### EXTRACTED INFORMATION
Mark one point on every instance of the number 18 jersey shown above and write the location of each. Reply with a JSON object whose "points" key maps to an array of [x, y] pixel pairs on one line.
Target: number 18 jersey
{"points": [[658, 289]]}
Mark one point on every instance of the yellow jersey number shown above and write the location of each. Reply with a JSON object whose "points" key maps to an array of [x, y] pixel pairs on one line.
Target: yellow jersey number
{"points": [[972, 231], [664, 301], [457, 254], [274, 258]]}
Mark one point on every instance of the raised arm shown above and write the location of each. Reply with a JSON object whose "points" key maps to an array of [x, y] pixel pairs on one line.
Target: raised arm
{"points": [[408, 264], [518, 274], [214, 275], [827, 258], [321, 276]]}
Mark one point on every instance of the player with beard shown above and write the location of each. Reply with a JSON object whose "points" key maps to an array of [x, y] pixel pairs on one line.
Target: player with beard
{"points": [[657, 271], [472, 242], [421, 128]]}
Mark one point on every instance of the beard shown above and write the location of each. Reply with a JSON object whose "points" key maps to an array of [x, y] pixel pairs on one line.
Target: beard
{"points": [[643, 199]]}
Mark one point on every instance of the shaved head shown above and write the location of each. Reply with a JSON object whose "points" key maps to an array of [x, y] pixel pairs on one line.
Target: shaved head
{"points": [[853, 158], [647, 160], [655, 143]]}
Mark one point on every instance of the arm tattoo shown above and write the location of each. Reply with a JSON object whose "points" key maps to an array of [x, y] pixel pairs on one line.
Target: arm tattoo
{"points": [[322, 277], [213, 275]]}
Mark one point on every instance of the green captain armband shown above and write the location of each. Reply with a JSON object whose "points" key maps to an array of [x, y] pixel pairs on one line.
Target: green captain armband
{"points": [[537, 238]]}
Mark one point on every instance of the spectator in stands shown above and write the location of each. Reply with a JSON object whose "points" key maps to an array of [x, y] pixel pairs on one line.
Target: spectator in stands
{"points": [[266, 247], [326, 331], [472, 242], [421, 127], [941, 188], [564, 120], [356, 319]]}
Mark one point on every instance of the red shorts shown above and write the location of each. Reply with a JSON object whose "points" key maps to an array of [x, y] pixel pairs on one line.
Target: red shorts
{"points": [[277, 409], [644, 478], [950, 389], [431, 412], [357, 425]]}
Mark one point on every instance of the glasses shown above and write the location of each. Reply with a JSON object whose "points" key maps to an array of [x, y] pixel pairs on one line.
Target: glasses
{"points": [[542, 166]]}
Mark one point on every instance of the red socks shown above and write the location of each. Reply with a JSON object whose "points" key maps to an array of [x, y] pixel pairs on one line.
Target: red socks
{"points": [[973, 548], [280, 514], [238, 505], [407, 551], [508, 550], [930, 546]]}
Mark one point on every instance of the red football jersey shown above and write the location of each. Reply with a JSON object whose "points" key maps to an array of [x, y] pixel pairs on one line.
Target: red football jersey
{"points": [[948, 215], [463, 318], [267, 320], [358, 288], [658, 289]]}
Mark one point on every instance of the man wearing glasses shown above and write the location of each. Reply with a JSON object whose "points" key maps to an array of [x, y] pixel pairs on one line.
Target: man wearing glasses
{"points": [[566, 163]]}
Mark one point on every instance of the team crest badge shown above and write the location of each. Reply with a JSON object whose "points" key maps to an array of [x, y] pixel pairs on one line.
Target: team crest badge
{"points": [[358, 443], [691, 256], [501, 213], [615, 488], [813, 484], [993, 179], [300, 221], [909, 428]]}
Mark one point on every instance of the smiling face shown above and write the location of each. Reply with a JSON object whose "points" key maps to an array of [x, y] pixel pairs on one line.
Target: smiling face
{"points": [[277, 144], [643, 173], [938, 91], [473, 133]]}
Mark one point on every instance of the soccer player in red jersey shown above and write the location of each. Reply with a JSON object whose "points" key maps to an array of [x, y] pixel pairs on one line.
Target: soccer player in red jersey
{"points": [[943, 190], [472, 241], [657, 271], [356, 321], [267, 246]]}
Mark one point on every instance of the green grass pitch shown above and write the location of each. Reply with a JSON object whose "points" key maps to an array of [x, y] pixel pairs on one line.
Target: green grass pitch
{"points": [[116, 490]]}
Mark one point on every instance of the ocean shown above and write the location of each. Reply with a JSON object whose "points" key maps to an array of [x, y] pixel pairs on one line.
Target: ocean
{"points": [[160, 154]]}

### WORK INSTRUCTIONS
Starting at the top, retype every line of the material above exactly.

### WORKED SOLUTION
Mark one point on every instance of the number 18 jersey shown above and write the location of each. Reply with a JSON object whose "points" key maps to an array of [x, y] pixel pairs on one line.
Target: number 18 jersey
{"points": [[658, 289]]}
Mark one point on every instance of the yellow jersey number shown above and write the location of each. Reply with a JSON object whose "points" key maps to an array of [x, y] pixel pairs on one line.
Target: yellow jersey number
{"points": [[972, 231], [664, 301], [457, 254], [274, 258]]}
Mark one point on every instance of the raised arm shown above and write the location of each. Reply with a JSON object whose "points" key maps to an array of [x, y] pixel pairs on one line.
Target: raised arm
{"points": [[408, 264], [518, 274], [214, 275], [827, 258], [321, 276]]}
Mark one point on every instance of the player with beard shown above and write the location of each. Reply with a JSON object whose "points" key maps to an array of [x, y] pixel pairs on one line.
Target: player with beard
{"points": [[657, 271], [472, 242], [421, 128]]}
Mark one point on every instance of the beard shown above and write the location of each. Reply with a JSON object whose "points" key maps to an array of [x, y] pixel pairs on one line.
Target: beard
{"points": [[643, 199]]}
Mark one point on every instance of the shaved head shown above and write the location of each. Reply with a JSON object whose "points" key maps to an array of [x, y] pixel pairs on one line.
Target: shaved head
{"points": [[853, 158], [647, 160], [655, 143]]}
Mark one point on every instance of the arm tattoo shown above and write the location of each. Reply with a JSON object whose "points" key maps to an array of [x, y] pixel pairs on one line.
Target: arm tattoo
{"points": [[322, 277], [213, 275]]}
Mark one point on every instance of the green captain armband shown above and write the location of each. Reply with a JSON object whose "points" key maps to an array of [x, y] pixel pairs on one line.
Target: green captain armband
{"points": [[537, 238]]}
Mark one point on every instance of the spectator in stands shown above and write the location of each. Reply with a JSON object whose "points" key maps to an array of [x, y] pixel pairs on one line.
Target: spectator in stands
{"points": [[266, 247], [326, 331], [472, 242], [421, 127], [941, 188], [564, 120], [356, 319]]}
Mark one point on every instance of the red shorts shown above and write the location of each. Reply with a JSON object whose "points" key maps to an array of [x, y] pixel pairs on one line.
Target: red shorts
{"points": [[277, 409], [644, 478], [950, 389], [431, 412], [357, 425]]}
Mark one point on every instance of the glasses shown above and write the location of each. Reply with a JSON object whose "points" key maps to an array of [x, y] pixel pairs on one line.
Target: glasses
{"points": [[542, 166]]}
Mark one point on every instance of the red socks shown above and write the location of each. Reply with a JSON object whose "points" key maps to an array of [x, y] pixel pairs on one line.
Target: red socks
{"points": [[973, 548], [280, 514], [238, 505], [407, 551], [508, 550], [930, 546]]}
Mark one point on every instance of the red football jersey shown above and write the location of each. Reply with a JSON object whose "points" key maps to an array of [x, y] pixel pairs on one line.
Target: red football jersey
{"points": [[948, 215], [463, 318], [267, 320], [358, 288], [658, 289]]}
Mark one point on every instance of the man wearing glasses shown above and write the location of each. Reply with a JSON object whose "points" key maps to an array of [x, y] pixel pairs on one line.
Target: man wearing glasses
{"points": [[566, 163]]}
Mark one point on every instance of the team crest badge shown above and write the location of each. Reply with a JSON object whose "points" key maps to an array of [x, y] pixel pairs on one line.
Target: team crest badge
{"points": [[358, 443], [691, 256], [501, 213], [615, 488], [813, 484], [993, 179], [300, 221], [909, 428]]}
Mark one point on every instance of the smiling face shown above and write the location of each. Reply with a JSON object whose "points" key maps to an array of [x, y] pixel pairs on one line.
Target: smiling face
{"points": [[277, 144], [643, 173], [938, 91], [473, 133]]}
Mark one point on every instance of the soccer player in red jersey shown above and write the location of each. Reply with a JSON object whose "points" key maps to an array of [x, y] pixel pairs on one line.
Target: soccer player in red jersey
{"points": [[943, 190], [472, 241], [657, 271], [356, 321], [267, 246]]}
Mark one point on every instance of the green grass pitch shown above and write the location of each. Reply with a JSON object whose "points" key maps to an array of [x, y] pixel pairs on one line.
Target: green grass pitch
{"points": [[116, 490]]}
Mark one point on every instance of the ocean shown above and write the location of each. Reply with a JSON object whose "points" key maps to an array of [x, y] pixel pairs on one line.
Target: ocean
{"points": [[160, 154]]}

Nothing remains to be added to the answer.